WHAT THE TASK ASKS: Print the lines below exactly as written, with none missing.

━━━

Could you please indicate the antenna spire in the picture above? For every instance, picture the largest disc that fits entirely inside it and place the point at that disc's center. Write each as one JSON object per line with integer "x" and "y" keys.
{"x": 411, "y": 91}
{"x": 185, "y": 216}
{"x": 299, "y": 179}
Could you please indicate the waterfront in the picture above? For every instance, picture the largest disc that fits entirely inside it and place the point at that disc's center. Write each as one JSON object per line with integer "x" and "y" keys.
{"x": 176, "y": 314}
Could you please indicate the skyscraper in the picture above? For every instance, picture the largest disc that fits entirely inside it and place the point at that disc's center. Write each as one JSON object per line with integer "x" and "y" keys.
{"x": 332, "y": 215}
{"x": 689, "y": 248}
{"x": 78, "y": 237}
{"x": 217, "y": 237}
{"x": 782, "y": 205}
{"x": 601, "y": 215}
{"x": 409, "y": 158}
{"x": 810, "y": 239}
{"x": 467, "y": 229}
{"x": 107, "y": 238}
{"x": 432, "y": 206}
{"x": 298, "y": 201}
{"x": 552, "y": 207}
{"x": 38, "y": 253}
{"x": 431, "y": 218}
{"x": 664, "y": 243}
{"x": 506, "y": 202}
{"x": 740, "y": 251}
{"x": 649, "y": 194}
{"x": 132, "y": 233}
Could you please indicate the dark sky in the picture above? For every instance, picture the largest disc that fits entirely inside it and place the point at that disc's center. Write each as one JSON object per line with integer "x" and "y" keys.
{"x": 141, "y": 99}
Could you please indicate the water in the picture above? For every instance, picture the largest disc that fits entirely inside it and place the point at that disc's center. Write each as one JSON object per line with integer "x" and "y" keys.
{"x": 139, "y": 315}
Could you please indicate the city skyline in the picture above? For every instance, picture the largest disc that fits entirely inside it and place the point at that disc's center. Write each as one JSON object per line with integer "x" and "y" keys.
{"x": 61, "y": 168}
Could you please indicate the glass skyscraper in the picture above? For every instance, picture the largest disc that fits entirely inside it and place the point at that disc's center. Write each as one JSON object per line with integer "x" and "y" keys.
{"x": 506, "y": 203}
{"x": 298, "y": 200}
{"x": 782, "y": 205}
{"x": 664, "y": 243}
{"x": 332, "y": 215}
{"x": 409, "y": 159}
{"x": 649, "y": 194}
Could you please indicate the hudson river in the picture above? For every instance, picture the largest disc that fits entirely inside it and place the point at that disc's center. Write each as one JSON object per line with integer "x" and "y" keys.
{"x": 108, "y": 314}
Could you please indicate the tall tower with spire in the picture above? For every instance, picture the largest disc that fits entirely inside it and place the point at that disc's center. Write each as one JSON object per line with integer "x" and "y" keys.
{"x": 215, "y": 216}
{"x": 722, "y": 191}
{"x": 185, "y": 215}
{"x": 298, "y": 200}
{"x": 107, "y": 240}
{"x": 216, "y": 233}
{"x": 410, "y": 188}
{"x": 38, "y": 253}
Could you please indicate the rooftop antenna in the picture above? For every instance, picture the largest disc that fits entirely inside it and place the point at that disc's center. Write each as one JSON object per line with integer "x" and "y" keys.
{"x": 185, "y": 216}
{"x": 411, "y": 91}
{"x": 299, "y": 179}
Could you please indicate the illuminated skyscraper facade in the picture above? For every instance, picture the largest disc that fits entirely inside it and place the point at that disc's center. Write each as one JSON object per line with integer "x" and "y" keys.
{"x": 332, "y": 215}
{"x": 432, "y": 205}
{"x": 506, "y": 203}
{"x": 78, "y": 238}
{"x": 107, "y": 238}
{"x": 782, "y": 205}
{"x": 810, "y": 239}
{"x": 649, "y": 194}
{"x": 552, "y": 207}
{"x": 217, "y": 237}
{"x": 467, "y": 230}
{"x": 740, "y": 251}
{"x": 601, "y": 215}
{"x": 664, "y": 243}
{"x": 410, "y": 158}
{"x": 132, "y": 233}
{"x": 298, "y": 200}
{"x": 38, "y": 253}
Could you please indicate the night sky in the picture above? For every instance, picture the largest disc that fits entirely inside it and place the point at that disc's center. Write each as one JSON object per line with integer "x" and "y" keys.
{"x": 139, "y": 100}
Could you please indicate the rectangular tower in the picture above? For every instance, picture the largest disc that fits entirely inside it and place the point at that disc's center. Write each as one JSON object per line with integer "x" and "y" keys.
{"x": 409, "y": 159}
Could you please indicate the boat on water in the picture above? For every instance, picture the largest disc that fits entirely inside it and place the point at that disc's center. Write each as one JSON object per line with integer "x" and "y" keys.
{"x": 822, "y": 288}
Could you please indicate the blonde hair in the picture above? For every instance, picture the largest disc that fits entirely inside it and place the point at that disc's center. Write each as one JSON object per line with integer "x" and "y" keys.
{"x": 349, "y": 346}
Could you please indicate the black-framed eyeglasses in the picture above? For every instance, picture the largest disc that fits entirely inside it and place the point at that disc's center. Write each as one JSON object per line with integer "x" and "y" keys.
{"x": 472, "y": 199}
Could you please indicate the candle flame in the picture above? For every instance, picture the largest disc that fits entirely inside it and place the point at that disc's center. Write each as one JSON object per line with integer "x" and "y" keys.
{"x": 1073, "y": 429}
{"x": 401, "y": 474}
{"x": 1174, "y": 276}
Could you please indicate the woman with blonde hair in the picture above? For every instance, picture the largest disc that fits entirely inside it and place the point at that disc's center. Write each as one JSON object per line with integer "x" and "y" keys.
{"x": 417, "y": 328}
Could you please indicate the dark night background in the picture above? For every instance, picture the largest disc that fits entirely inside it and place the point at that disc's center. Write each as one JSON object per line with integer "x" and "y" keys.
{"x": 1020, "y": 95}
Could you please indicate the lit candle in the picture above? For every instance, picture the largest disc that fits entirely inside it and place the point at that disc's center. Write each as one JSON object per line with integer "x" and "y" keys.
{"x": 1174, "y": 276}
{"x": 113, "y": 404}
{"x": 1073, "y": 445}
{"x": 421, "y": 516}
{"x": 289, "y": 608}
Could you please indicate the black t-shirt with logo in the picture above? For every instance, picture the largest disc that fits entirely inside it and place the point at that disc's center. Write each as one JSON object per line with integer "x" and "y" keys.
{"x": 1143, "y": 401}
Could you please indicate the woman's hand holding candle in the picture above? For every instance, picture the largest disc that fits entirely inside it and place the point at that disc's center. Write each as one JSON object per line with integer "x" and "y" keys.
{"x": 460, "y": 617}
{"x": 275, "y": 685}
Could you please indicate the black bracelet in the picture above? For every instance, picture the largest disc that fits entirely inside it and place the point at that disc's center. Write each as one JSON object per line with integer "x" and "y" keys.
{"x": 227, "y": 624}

━━━

WRITTEN SOLUTION:
Could you please indicate the antenna spire in the picture above? For every instance, picture the largest disc that fits entirely inside it and place the point at that disc's center. Write each as one JSON object per line with integer "x" and "y" keys.
{"x": 411, "y": 91}
{"x": 185, "y": 216}
{"x": 299, "y": 179}
Could you please indicate the waterfront in the picture above? For every instance, picture the largest disc that fits entirely inside it and place the point at that disc's center. Write each as one JSON object per line with integer "x" and "y" keys.
{"x": 176, "y": 314}
Could you please indicate the skyscraper in the picture above? For every instance, picture the largest disc that fits entirely inside it and place the point at that disc's center. Write each as one JSON object per line with integer "x" and "y" keys.
{"x": 332, "y": 215}
{"x": 689, "y": 248}
{"x": 78, "y": 237}
{"x": 217, "y": 237}
{"x": 782, "y": 205}
{"x": 601, "y": 215}
{"x": 409, "y": 158}
{"x": 810, "y": 239}
{"x": 467, "y": 229}
{"x": 107, "y": 238}
{"x": 432, "y": 206}
{"x": 298, "y": 201}
{"x": 552, "y": 207}
{"x": 38, "y": 253}
{"x": 431, "y": 218}
{"x": 664, "y": 243}
{"x": 506, "y": 202}
{"x": 740, "y": 251}
{"x": 649, "y": 194}
{"x": 132, "y": 233}
Could you please indicate the dark sky in the picture above? For every instance, picture the largest disc that fits entirely inside it and place the point at that disc's center. Write each as one JSON object per line with integer "x" and "y" keys.
{"x": 141, "y": 99}
Could you please indicate the water in the picture above? For every instance, picture the largest disc that fits entirely inside it and place the point at that disc's center. Write each as one JSON object per line with integer "x" and "y" keys.
{"x": 139, "y": 315}
Could you please indicate the city skyline in the picture above? For every instance, picture the largest disc that fits entirely inside it and place the point at that disc's center. Write each as one JSON object per line with integer "x" and "y" keys.
{"x": 61, "y": 168}
Could you please indicate the glass skyscraper in the picture above? For every instance, picture the largest disc that fits entirely inside it and place the point at that disc's center. Write each as one JSON object per line with integer "x" and "y" keys.
{"x": 506, "y": 203}
{"x": 298, "y": 200}
{"x": 782, "y": 205}
{"x": 664, "y": 243}
{"x": 332, "y": 215}
{"x": 409, "y": 159}
{"x": 649, "y": 194}
Could you please indicate the hudson river in the picture above? For every instance, picture the largest disc that fits entirely inside it and place the point at that disc's center. Write each as one JSON object per line with integer "x" and "y" keys.
{"x": 108, "y": 314}
Could you please indicate the tall tower with spire in the picture above? For every instance, picture the largest disc that fits entirely inside it and place the point at that disc's center. Write each as one JSON object per line with integer "x" and "y" keys.
{"x": 215, "y": 216}
{"x": 722, "y": 191}
{"x": 185, "y": 215}
{"x": 298, "y": 200}
{"x": 107, "y": 240}
{"x": 216, "y": 233}
{"x": 410, "y": 188}
{"x": 38, "y": 253}
Could you please indicate the rooftop antenna in the picture above? For every instance, picture the largest disc that fits entirely inside it and place the point at that disc's center. Write each as one JSON object per line with integer "x" and "y" keys.
{"x": 185, "y": 216}
{"x": 411, "y": 91}
{"x": 299, "y": 179}
Could you please indicate the illuminated skyscraper facade in the picture above? For every instance, picture the largest disc that fits entirely inside it and place the point at that disc's center. Write each as one JSON object per line with integer "x" and "y" keys.
{"x": 332, "y": 215}
{"x": 432, "y": 205}
{"x": 506, "y": 203}
{"x": 78, "y": 238}
{"x": 107, "y": 238}
{"x": 782, "y": 205}
{"x": 810, "y": 239}
{"x": 649, "y": 194}
{"x": 552, "y": 207}
{"x": 217, "y": 237}
{"x": 467, "y": 230}
{"x": 740, "y": 251}
{"x": 601, "y": 215}
{"x": 664, "y": 243}
{"x": 410, "y": 158}
{"x": 132, "y": 233}
{"x": 298, "y": 200}
{"x": 38, "y": 253}
Could you please indicate the night sky in the picture above? For every instance, picture the largest disc that fits entirely inside it and place the point at that disc's center. Write each as one JSON object per line with integer "x" and "y" keys.
{"x": 139, "y": 100}
Could you please indicate the rectangular tower in the picture above? For every instance, picture the largest disc that fits entirely inside it and place the point at that disc's center. Write each as one JSON object per line with integer "x" and "y" keys.
{"x": 409, "y": 159}
Could you please indicate the boat on water in the picture above? For every instance, picture the largest disc that fits entirely inside it and place the point at that disc's center. Write each as one JSON object per line with integer "x" and "y" keys.
{"x": 822, "y": 288}
Could you please indicate the blonde hair in the picture above? For every instance, picture the largest disc that fits entirely inside it and place the point at that disc's center. Write each as one JSON object per line with integer "x" and "y" keys.
{"x": 349, "y": 346}
Could you please indicate the black-framed eyeglasses in the picture above? For every instance, picture the largest disc that fits entirely inside it and place the point at that disc's center. Write each as one JSON object per line with integer "x" and "y" keys.
{"x": 472, "y": 199}
Could you please indicate the candle flame in the picture above? For every instance, picture the largest disc that fits entirely inside it and place the point at that disc's center. Write each as one JSON object per line with integer "x" and "y" keys.
{"x": 1073, "y": 429}
{"x": 401, "y": 474}
{"x": 1174, "y": 276}
Could you please indicate the woman with blonde hair in the picture above? For every instance, picture the largest disc that fits entirely inside it and place the point at that disc's center. Write each as one JSON object per line with integer "x" and "y" keys.
{"x": 417, "y": 328}
Could you please indicate the dark night background in the picture above? For every instance, picture the largest disc that fits entirely inside it and place the point at that disc's center. Write each as one JSON object per line with integer "x" and "y" keys.
{"x": 1020, "y": 95}
Could you please indicate the lit candle in the picture above? For every instance, picture the largest disc that fits entirely inside it and place the point at that disc's center. Write each as one JSON object per line with integer "x" and "y" keys.
{"x": 1174, "y": 276}
{"x": 113, "y": 404}
{"x": 1073, "y": 445}
{"x": 421, "y": 516}
{"x": 289, "y": 608}
Could you please indicate the black t-shirt with logo in the picture above? For every instance, picture the largest disc that fits entirely inside it and place the point at that disc's center. Write each as one JSON object per line with integer "x" and "y" keys.
{"x": 1143, "y": 401}
Could you please indicate the woman's hand holding candle in the picture above? For every instance, picture the largest disc that fits entirely inside it and place the point at that disc's center. Write each as one JSON object per line with integer "x" and "y" keys.
{"x": 460, "y": 617}
{"x": 275, "y": 685}
Could you please indicate the black bracelet in the picture above? For every instance, picture the largest disc that fits entirely inside it and place the point at that disc's center. Write each as one JSON object per line with integer "x" and "y" keys.
{"x": 227, "y": 624}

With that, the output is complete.